_Passage for review_.
-- Opening Marker --
Background information
- Also known as: Stooges Music Group
- Origin: New Orleans, Louisiana
- Genres: Hip Hop, Funk, Brass Band, New Orleans R&B, Second Line, Soul, Jam band, Jazz
- Years active: 1996–present
- Members: Walter Ramsey (bandleader, trombone, tuba) Alfred Growe (trombone) Ersel "Garfield" Bogan (trombone) Drew Baham (trumpet) Virgil Tiller (tenor saxophone) Clifton "Spug" Smith (tuba) Glenn Preston (trumpet) Eric "Bogie" Gordon (trumpet) John Perkins (trumpet) Cameron Johnson (saxophone) Roland Taylor (drums) Mike Jones (keyboards) Javan Carter (trumpet/tuba) Elliot Slater (guitar) Thaddeaus "Peanut" Ramsey (bass drum) Maurice "Sporty" Craig (trombone) Antoine "Ace Free" Coleman (snare) Bryant Gair (trumpet) Dorian Jones (bass drum) Que'Dyn Growe (snare) Errol Marchand (snare)
- Past members: Trombone Shorty (trumpet) Big Sam (musician) (trombone) Arian Macklin (tuba) Wayne Lewis (saxophone) Big Al Huntley (trumpet) Big Sam Williams (trombone) Sammy Cyrus (snare) Ellis Joseph (bass drum) John Cannon (tuba) Chad Honore (trumpet) J'mar "Buzz" Westley (snare) Brian Gerdes (trumpet) Dwayne Williams (bass drum) Chris Cotton (trumpet) Herbert Davis (tuba) Jamelle Williams (trumpet) Wendell “Cliff” Stewart Edward Lee (tuba) Erion Williams (saxophone) Lamar Heard (trombone) Travis Carter (tuba) Floyd Gray (bass drum) Larry Brown (trombone) Arnold Little (saxophone) Andrew McGowan (keyboards)
- Website: www.stoogesbrassband.com

= Stooges Brass Band =

New Orleans brass band

The Stooges Brass Band is a New Orleans, Louisiana, brass band. The group was formed in 1996 after band leader Walter Ramsey saw a performance by the Rebirth Brass Band. The Stooges Brass Band is known for incorporating elements of hip hop, funk and R&B into a more traditional brass band framework. The band has played the Bonnaroo Music & Arts Festival, the New Orleans Jazz & Heritage Festival, High Sierra Music Festival, and South by Southwest. In 2012, they were selected by the U.S. State Department to tour Pakistan, and became the first American band to play in Hyderabad.
-- Closing Marker --
_Record set_.
-- Opening Marker --
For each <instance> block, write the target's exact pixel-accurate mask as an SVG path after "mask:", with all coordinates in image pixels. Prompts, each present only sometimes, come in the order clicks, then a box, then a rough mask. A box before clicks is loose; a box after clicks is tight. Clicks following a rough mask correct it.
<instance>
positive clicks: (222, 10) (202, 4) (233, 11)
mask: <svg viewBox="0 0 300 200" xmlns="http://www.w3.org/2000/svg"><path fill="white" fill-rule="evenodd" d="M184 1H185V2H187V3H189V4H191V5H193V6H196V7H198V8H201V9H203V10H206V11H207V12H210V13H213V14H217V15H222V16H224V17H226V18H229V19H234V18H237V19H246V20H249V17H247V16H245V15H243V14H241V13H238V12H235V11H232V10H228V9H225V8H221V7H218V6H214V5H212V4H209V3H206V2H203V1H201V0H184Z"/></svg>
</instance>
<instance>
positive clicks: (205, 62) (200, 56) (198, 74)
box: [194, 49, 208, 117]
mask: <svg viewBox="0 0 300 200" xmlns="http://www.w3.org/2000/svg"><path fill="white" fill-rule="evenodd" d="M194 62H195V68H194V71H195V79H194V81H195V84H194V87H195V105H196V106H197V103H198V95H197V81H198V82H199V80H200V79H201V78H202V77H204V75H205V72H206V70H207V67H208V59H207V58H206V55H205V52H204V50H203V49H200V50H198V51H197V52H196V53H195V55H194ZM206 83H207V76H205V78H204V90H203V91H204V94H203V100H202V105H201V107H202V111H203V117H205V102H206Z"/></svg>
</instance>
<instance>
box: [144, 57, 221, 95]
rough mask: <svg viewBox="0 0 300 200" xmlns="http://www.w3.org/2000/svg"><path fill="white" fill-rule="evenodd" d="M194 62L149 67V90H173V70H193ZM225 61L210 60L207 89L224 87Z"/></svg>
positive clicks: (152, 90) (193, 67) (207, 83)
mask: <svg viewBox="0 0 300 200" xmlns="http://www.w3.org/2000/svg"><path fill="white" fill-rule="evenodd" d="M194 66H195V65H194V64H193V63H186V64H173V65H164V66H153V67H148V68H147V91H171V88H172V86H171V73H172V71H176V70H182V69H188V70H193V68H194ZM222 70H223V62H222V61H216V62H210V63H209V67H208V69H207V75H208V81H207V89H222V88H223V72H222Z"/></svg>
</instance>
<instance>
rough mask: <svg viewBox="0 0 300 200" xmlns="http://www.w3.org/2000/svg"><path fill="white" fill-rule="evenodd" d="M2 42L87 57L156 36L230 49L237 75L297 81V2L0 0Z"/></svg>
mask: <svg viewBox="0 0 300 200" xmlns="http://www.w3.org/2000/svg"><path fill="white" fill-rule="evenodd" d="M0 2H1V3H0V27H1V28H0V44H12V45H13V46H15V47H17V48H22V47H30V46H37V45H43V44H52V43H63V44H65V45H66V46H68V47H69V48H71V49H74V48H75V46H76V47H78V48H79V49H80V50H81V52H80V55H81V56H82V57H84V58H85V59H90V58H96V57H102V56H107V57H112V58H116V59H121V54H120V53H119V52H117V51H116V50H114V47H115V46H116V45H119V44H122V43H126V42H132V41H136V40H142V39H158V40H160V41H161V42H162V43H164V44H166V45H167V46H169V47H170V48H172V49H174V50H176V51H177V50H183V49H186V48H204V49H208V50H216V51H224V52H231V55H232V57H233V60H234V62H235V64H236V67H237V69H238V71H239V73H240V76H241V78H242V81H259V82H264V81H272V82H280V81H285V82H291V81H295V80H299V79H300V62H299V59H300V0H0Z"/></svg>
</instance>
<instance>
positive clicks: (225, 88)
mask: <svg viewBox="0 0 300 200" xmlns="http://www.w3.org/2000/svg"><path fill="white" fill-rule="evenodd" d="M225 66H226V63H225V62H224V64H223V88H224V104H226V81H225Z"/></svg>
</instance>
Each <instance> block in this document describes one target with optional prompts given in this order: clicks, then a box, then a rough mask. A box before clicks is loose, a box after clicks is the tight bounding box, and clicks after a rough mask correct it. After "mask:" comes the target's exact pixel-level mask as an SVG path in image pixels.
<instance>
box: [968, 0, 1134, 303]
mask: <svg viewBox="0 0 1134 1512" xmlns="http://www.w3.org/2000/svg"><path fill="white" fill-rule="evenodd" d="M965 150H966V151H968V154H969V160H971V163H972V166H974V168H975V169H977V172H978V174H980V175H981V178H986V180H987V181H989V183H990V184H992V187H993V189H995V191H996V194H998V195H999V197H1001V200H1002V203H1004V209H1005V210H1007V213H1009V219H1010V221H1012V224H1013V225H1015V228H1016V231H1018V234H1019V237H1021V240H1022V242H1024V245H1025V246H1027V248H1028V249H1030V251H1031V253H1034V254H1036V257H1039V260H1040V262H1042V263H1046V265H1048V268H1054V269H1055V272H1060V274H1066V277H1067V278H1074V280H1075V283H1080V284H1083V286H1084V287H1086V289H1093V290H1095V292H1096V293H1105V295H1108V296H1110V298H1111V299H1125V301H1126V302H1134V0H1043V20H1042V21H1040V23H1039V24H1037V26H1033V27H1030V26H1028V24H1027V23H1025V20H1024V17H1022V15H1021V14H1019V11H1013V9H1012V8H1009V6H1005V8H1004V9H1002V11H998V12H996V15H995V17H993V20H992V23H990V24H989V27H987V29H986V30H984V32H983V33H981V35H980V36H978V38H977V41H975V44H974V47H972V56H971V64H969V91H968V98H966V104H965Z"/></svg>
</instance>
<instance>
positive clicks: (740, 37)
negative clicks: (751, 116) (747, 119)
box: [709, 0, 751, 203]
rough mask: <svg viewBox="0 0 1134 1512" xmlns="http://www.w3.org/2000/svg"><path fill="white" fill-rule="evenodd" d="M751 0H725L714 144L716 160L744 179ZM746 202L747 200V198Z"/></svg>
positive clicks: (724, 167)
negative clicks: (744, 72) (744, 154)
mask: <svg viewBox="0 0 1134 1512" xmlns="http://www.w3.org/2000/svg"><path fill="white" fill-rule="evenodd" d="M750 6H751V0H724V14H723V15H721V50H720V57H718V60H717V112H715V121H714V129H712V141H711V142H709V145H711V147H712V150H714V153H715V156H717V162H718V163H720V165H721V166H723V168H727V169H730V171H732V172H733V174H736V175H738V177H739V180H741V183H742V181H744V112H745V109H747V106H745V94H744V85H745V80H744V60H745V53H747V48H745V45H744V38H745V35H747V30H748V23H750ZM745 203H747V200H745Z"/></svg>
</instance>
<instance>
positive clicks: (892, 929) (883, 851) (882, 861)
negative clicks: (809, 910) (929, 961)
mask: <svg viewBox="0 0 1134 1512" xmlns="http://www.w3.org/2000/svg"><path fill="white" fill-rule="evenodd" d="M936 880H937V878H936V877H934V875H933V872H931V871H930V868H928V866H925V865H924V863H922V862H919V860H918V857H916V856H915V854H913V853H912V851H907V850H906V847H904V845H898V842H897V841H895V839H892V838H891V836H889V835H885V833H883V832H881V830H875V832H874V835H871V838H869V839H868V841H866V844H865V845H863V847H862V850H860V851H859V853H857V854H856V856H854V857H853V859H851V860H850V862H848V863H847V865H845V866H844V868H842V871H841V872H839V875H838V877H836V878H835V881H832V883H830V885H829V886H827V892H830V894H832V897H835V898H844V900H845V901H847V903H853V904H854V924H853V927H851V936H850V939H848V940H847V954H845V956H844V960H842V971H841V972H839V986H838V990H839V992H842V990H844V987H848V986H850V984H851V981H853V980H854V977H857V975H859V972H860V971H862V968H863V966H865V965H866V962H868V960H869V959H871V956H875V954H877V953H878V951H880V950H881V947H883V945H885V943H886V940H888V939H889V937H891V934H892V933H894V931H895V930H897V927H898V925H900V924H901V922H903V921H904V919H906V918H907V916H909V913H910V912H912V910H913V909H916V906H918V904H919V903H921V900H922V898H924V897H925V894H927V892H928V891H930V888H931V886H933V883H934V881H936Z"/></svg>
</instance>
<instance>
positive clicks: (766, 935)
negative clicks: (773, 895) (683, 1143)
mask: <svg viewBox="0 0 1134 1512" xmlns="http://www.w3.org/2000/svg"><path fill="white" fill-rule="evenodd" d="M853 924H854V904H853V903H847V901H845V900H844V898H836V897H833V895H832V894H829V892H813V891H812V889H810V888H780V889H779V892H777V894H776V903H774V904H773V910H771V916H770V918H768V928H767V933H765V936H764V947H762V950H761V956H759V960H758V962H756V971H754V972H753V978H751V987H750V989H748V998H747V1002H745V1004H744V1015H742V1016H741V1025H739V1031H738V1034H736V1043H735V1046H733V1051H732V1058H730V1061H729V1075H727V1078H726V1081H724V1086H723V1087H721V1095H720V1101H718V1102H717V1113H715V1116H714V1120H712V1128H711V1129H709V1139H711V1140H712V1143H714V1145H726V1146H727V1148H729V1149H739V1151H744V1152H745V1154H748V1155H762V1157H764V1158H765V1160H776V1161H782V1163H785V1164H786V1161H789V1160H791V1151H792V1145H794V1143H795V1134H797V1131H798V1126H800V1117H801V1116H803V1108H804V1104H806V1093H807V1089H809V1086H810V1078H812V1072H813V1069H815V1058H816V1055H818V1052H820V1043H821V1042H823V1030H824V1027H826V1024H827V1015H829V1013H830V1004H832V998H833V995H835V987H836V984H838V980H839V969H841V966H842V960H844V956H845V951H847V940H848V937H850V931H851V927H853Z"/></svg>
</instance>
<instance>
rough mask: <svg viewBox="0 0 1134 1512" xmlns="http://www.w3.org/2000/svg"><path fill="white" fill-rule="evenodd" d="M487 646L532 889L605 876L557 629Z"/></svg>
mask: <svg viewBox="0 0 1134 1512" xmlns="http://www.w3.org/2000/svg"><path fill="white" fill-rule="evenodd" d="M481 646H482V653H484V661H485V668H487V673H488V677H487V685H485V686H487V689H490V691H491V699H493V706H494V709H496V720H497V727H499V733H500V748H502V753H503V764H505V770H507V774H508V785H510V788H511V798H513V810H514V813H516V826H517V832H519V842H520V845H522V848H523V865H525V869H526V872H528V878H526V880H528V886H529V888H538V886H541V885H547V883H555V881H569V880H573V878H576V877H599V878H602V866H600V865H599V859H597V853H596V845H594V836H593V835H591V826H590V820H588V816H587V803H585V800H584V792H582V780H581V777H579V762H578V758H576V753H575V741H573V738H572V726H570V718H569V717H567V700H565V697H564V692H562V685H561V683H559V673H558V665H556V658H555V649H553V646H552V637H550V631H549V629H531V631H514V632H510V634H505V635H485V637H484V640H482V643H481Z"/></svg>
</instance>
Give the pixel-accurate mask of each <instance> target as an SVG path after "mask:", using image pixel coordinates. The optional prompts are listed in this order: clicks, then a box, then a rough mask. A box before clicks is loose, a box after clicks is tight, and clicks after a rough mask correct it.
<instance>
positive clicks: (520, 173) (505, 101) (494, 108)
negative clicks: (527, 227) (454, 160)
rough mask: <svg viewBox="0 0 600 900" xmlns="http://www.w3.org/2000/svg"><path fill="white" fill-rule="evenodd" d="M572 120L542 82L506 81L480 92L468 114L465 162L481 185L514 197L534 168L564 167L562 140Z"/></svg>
-- Closing Marker --
_Brief 1_.
According to the passage on the Stooges Brass Band, what did Walter Ramsey see before the group was formed?
_Brief 2_.
State whether each statement below agrees with the passage on the Stooges Brass Band, answering yes or no and quoting the words that decide it: (a) The band was formed in 1996. (b) Elliot Slater plays trombone in the band. (c) The U.S. State Department selected the band to tour Pakistan.

_Exercise output 1_.
A performance by the Rebirth Brass Band.

_Exercise output 2_.
(a) Yes: "The group was formed in 1996"
(b) No: "Elliot Slater (guitar)"
(c) Yes: "they were selected by the U.S. State Department to tour Pakistan"